### Task requirements
Restate the records in full, keeping every word as it is.

*** Available data ***

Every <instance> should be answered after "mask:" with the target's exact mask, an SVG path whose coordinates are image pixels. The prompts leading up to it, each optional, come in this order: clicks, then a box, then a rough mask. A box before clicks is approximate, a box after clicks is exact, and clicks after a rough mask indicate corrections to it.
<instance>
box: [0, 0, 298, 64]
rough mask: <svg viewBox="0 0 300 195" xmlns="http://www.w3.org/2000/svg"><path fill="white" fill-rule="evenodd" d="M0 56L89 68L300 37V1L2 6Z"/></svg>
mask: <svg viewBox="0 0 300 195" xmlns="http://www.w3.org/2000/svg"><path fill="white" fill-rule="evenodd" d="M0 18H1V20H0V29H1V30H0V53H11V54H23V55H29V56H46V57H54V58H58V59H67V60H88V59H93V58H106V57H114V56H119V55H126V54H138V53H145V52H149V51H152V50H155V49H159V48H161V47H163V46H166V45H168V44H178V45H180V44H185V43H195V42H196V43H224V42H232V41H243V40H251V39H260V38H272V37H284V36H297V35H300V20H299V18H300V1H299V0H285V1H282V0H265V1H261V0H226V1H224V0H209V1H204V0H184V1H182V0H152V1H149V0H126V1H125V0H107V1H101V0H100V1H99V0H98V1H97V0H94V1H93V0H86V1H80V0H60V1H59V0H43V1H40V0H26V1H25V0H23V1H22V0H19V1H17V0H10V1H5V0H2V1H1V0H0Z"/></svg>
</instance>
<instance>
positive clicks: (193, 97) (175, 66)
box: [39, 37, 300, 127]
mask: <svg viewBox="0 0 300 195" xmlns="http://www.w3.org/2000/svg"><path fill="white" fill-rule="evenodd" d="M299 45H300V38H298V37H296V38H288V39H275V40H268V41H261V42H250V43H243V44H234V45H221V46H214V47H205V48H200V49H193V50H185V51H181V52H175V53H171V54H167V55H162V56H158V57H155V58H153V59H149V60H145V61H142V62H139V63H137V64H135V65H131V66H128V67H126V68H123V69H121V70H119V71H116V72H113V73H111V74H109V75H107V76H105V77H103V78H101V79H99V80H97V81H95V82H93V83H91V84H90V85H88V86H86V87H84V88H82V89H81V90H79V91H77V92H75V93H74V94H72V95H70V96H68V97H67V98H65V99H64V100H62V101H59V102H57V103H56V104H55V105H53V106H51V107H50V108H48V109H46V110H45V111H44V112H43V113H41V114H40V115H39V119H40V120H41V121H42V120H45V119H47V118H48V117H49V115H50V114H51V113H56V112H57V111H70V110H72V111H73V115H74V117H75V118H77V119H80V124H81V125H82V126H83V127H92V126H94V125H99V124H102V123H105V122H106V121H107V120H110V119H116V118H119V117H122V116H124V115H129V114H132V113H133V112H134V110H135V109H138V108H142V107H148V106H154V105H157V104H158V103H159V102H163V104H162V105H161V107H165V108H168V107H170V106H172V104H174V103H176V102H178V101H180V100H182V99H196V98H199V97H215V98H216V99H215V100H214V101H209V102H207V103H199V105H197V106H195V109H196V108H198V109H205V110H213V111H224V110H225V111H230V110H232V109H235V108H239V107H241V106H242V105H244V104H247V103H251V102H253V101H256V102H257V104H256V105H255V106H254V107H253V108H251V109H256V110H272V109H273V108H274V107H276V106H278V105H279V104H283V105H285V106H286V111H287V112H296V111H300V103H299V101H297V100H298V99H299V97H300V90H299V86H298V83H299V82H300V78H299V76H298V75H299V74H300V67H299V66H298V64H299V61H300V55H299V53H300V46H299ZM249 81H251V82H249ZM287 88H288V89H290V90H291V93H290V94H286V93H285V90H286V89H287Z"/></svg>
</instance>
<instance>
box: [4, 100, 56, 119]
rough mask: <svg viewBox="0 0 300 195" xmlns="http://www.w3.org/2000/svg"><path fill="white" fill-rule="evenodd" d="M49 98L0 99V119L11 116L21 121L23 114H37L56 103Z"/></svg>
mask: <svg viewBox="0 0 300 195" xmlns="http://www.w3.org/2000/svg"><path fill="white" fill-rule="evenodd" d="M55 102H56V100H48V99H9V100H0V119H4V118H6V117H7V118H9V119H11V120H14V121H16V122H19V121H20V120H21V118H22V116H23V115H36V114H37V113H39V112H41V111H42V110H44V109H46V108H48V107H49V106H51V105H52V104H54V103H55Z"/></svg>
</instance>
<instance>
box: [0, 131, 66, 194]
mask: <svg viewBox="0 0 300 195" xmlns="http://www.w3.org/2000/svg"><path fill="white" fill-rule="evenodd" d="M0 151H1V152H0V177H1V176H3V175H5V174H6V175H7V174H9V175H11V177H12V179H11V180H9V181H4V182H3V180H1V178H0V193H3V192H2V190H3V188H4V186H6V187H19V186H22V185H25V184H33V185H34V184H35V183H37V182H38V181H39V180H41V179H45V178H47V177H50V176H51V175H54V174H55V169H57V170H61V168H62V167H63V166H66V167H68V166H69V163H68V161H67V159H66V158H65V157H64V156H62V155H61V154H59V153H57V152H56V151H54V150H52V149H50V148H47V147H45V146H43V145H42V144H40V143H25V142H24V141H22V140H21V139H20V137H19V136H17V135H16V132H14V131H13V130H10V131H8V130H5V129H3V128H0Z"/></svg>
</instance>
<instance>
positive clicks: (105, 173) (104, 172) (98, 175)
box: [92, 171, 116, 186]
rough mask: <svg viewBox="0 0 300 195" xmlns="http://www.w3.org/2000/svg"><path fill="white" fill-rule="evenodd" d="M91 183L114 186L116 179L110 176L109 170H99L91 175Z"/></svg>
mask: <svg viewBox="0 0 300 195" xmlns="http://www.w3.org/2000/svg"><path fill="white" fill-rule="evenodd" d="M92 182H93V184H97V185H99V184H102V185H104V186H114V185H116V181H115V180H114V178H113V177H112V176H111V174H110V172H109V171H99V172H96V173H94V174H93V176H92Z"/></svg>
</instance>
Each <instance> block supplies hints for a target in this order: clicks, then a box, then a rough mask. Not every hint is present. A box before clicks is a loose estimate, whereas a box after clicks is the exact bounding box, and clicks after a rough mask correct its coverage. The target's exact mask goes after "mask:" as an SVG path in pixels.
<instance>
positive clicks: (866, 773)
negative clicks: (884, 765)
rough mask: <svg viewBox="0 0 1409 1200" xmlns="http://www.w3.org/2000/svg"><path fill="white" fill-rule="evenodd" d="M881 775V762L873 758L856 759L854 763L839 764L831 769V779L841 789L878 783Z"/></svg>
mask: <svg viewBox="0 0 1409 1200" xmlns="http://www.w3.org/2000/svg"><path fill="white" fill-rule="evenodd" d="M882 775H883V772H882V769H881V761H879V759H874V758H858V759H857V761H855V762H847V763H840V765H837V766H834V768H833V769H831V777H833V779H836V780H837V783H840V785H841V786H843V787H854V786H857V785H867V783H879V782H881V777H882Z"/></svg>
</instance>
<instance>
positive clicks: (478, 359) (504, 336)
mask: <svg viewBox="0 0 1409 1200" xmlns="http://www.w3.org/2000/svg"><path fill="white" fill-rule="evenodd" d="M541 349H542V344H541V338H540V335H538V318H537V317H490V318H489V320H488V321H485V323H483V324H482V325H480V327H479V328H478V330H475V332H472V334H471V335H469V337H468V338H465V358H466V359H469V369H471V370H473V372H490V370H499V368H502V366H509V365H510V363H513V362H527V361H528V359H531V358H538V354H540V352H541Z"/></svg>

*** End of Available data ***

### Final answer
Every <instance> should be answered after "mask:" with the target's exact mask, an SVG path whose coordinates are image pixels. The prompts leading up to it, each optional, come in this order: clicks, then a box, then a rough mask. A box before clicks is approximate, a box after clicks is exact, and clicks after a rough mask indicate corrections to it.
<instance>
box: [0, 0, 298, 64]
rough mask: <svg viewBox="0 0 300 195" xmlns="http://www.w3.org/2000/svg"><path fill="white" fill-rule="evenodd" d="M0 56L89 68L300 37V1L2 6Z"/></svg>
mask: <svg viewBox="0 0 300 195" xmlns="http://www.w3.org/2000/svg"><path fill="white" fill-rule="evenodd" d="M0 18H1V20H0V29H1V30H0V53H11V54H23V55H29V56H46V57H54V58H58V59H67V60H88V59H93V58H106V57H114V56H119V55H126V54H138V53H145V52H149V51H152V50H155V49H159V48H161V47H163V46H166V45H168V44H178V45H180V44H185V43H195V42H196V43H224V42H232V41H243V40H251V39H260V38H272V37H284V36H297V35H300V20H299V18H300V1H299V0H285V1H282V0H265V1H261V0H226V1H224V0H209V1H204V0H184V1H182V0H152V1H149V0H126V1H125V0H107V1H101V0H100V1H99V0H98V1H97V0H94V1H93V0H86V1H80V0H60V1H59V0H43V1H40V0H26V1H25V0H23V1H22V0H19V1H17V0H10V1H5V0H2V1H1V0H0Z"/></svg>
</instance>
<instance>
positive clicks: (193, 97) (175, 66)
box: [39, 37, 300, 127]
mask: <svg viewBox="0 0 300 195" xmlns="http://www.w3.org/2000/svg"><path fill="white" fill-rule="evenodd" d="M299 45H300V38H298V37H296V38H288V39H275V40H268V41H261V42H250V43H243V44H234V45H221V46H214V47H205V48H200V49H193V50H185V51H181V52H175V53H171V54H167V55H162V56H158V57H155V58H153V59H149V60H145V61H142V62H139V63H137V64H135V65H131V66H128V67H126V68H123V69H121V70H119V71H116V72H113V73H111V74H109V75H107V76H105V77H103V78H101V79H99V80H97V81H95V82H93V83H91V84H90V85H88V86H86V87H84V88H82V89H81V90H79V91H77V92H75V93H74V94H72V95H70V96H68V97H67V98H65V99H64V100H62V101H59V102H57V103H56V104H55V105H53V106H51V107H50V108H48V109H46V110H45V111H44V112H43V113H41V114H40V115H39V119H40V120H41V121H42V120H45V119H47V118H48V117H49V115H50V114H51V113H56V112H57V111H70V110H72V111H73V115H74V117H75V118H77V119H80V124H81V125H82V126H83V127H92V126H94V125H99V124H102V123H105V122H106V121H107V120H110V119H116V118H119V117H122V116H124V115H129V114H132V113H133V112H134V110H135V109H138V108H142V107H148V106H154V105H157V104H158V103H159V102H163V104H162V105H161V107H165V108H168V107H170V106H172V104H174V103H176V102H178V101H180V100H182V99H196V98H199V97H215V98H216V99H215V100H214V101H209V102H207V103H199V105H197V106H195V109H196V108H198V109H205V110H213V111H224V110H225V111H230V110H232V109H235V108H239V107H241V106H242V105H244V104H247V103H251V102H253V101H256V102H257V104H256V105H255V106H254V107H253V108H251V109H256V110H272V109H273V108H274V107H276V106H278V105H279V104H283V105H285V106H286V111H287V112H296V111H300V103H299V101H297V100H298V99H299V97H300V90H299V86H298V83H299V82H300V78H299V76H298V75H299V74H300V67H299V66H298V64H299V61H300V55H299V53H300V46H299ZM249 81H251V82H249ZM287 88H288V89H290V90H291V93H290V94H286V93H285V90H286V89H287Z"/></svg>
</instance>
<instance>
box: [4, 100, 56, 119]
rough mask: <svg viewBox="0 0 300 195" xmlns="http://www.w3.org/2000/svg"><path fill="white" fill-rule="evenodd" d="M49 98L0 99V119L11 116L21 121L23 114H37L56 103Z"/></svg>
mask: <svg viewBox="0 0 300 195" xmlns="http://www.w3.org/2000/svg"><path fill="white" fill-rule="evenodd" d="M55 102H56V100H48V99H9V100H0V119H4V118H6V117H7V118H9V119H11V120H14V121H16V122H19V121H20V120H21V118H22V116H23V115H36V114H37V113H39V112H41V111H42V110H44V109H46V108H48V107H49V106H51V105H52V104H54V103H55Z"/></svg>
</instance>
<instance>
box: [0, 131, 66, 194]
mask: <svg viewBox="0 0 300 195" xmlns="http://www.w3.org/2000/svg"><path fill="white" fill-rule="evenodd" d="M0 151H1V152H0V177H1V176H3V175H5V174H6V175H7V174H9V175H11V177H12V179H11V180H9V181H4V182H3V180H1V178H0V193H3V192H2V190H3V188H4V186H6V187H19V186H22V185H25V184H33V185H34V184H35V183H37V182H38V181H39V180H41V179H45V178H47V177H50V176H51V175H54V174H55V169H57V170H61V168H62V167H63V166H66V167H68V166H69V163H68V161H67V159H66V158H65V157H64V156H62V155H61V154H59V153H57V152H56V151H54V150H52V149H50V148H47V147H45V146H43V145H42V144H40V143H25V142H24V141H22V140H21V139H20V137H19V136H17V135H16V132H14V131H13V130H10V131H8V130H5V129H3V128H0Z"/></svg>
</instance>
<instance>
positive clicks: (105, 173) (104, 172) (98, 175)
box: [92, 171, 116, 186]
rough mask: <svg viewBox="0 0 300 195" xmlns="http://www.w3.org/2000/svg"><path fill="white" fill-rule="evenodd" d="M91 183L114 186L116 179L110 176L109 170H99L91 175Z"/></svg>
mask: <svg viewBox="0 0 300 195" xmlns="http://www.w3.org/2000/svg"><path fill="white" fill-rule="evenodd" d="M92 182H93V184H97V185H99V184H102V185H104V186H114V185H116V181H115V180H114V178H113V177H112V176H111V174H110V172H109V171H99V172H96V173H94V174H93V176H92Z"/></svg>
</instance>
Each <instance> block supplies hints for a target in this order: clicks, then a box, then a rough mask. Not every hint is present. A box before clicks is a loose estimate, whereas a box after clicks is the exact bounding box, and clicks after a rough mask correct its coverage. The target's exact mask goes after "mask:" as an SVG path in pixels.
<instance>
positive clicks: (866, 773)
negative clicks: (884, 765)
rough mask: <svg viewBox="0 0 1409 1200" xmlns="http://www.w3.org/2000/svg"><path fill="white" fill-rule="evenodd" d="M881 775V762L873 758L856 759L854 763L839 764L831 769V779L841 789L878 783Z"/></svg>
mask: <svg viewBox="0 0 1409 1200" xmlns="http://www.w3.org/2000/svg"><path fill="white" fill-rule="evenodd" d="M882 775H883V772H882V769H881V761H879V759H874V758H858V759H857V761H855V762H847V763H840V765H837V766H834V768H833V769H831V777H833V779H836V780H837V783H840V785H841V786H843V787H854V786H857V785H867V783H879V782H881V777H882Z"/></svg>
</instance>
<instance>
positive clicks: (478, 359) (504, 336)
mask: <svg viewBox="0 0 1409 1200" xmlns="http://www.w3.org/2000/svg"><path fill="white" fill-rule="evenodd" d="M541 349H542V344H541V338H540V335H538V318H537V317H490V318H489V320H488V321H485V323H483V324H482V325H480V327H479V328H478V330H475V332H472V334H471V335H469V337H468V338H465V358H466V359H469V369H471V370H473V372H490V370H499V368H502V366H509V365H510V363H513V362H527V361H528V359H531V358H538V354H540V352H541Z"/></svg>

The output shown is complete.